# Instrucciones
Enumera todos los nombres propios de personas y personajes que aparecen en el relato sobre el serial radiofónico.

Un par de años después descubrí la magia de los seriales radiofónicos y me puse manos a la obra con un guión que presenté además como un trabajo de literatura al padre Eraso, profesor de esa asignatura en el Seminario menor, donde cursé quinto y sexto de bachiller. Escribí la historia de un futbolista brasileño, al que llamé Joao Gundisálvez, "el Tigre de las Españas" y la grabamos mi madre y mis hermanos Pedro y Alfonso, que eran unos críos, en un magnetofón de casette que había traído mi padre, una auténtica revolución tecnológica. Cristina, mi madre, tenía experiencia en este tipo de situaciones ya que había ayudado en secreto a mi padre en diferentes programas publicitarios que grababa con su marido sin que nadie les viese en la quinta planta de Marina Moreno 21, donde había un estudio de grabación en autocontrol. Su voz era muy agradable y su capacidad interpretativa sorprendente, pero nunca tuvo libertad para crecer en esta faceta y dedicarse también a la radio, aunque formó parte del cuadro de actores y llegó a estudiar doblaje muchos años después. El caso es que escribí un guión lacrimógeno con la muerte del protagonista, regenerado en sus últimos momentos de vida tras una existencia de lujo y libertinaje. Hacía también de técnico de control ya que nos situábamos al lado del altavoz del tocadiscos mientras manejaba los mandos, subía y bajaba sonido, hablaba por el micrófono y le daba entrada al resto de los actores. Además había que hacerlo de un tirón, ya que no se podía cortar la historia hasta no terminar el capítulo; de lo contrario, había que repetirlo todo. Afortunadamente mi padre se llevó el material y lo montó en los estudios, arreglando un producto deficiente pero hecho de manera artesanal y con mucho esfuerzo. Fue el final de un aprendizaje voluntario, con quince años, abierto a un mundo sugerente y que suponía abrir definitivamente la puerta a un futuro para el que estaba predestinado.

# Datos de origen

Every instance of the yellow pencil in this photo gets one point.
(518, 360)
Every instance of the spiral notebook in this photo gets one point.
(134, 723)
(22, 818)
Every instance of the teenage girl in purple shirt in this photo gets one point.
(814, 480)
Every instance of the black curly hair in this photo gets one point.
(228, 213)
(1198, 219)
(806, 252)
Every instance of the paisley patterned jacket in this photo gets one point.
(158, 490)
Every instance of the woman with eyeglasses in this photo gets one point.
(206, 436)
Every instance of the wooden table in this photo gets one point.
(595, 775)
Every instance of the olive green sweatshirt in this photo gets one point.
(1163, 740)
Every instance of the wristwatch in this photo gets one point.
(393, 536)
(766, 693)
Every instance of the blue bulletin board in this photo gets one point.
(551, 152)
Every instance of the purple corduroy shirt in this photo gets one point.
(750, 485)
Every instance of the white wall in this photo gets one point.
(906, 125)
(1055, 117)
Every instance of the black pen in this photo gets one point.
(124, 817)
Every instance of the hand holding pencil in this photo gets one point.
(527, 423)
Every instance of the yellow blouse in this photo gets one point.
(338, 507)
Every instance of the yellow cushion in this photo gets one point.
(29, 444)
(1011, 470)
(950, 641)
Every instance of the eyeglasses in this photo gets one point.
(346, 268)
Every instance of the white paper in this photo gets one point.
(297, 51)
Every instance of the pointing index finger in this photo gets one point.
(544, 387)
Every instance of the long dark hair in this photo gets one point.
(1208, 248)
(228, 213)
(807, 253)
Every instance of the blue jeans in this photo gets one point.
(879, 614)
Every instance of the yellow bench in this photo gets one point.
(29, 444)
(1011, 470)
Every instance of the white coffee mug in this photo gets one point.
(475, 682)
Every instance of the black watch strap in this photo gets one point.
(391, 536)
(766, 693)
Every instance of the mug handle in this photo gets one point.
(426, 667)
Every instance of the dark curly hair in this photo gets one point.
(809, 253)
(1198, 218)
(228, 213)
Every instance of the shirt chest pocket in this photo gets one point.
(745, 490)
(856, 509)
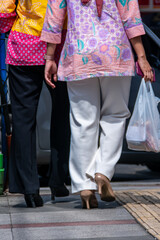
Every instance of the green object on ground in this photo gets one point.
(1, 160)
(1, 180)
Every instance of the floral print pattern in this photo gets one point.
(94, 46)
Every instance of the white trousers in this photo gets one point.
(98, 111)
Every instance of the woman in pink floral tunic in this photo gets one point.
(97, 63)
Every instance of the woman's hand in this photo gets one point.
(142, 60)
(146, 69)
(50, 72)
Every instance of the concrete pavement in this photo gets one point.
(64, 218)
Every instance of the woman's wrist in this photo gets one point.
(49, 57)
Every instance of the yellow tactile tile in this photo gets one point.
(144, 205)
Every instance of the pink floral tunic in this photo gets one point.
(94, 46)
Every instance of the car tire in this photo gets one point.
(155, 167)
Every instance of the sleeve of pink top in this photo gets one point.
(53, 22)
(7, 15)
(131, 18)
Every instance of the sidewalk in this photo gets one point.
(64, 218)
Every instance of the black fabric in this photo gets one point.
(25, 87)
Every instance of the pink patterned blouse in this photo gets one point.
(94, 46)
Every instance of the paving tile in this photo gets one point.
(6, 234)
(78, 232)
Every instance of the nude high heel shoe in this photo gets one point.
(104, 188)
(88, 199)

# Respuesta
- Eraso (el padre Eraso)
- Joao Gundisálvez
- Pedro
- Alfonso
- Cristina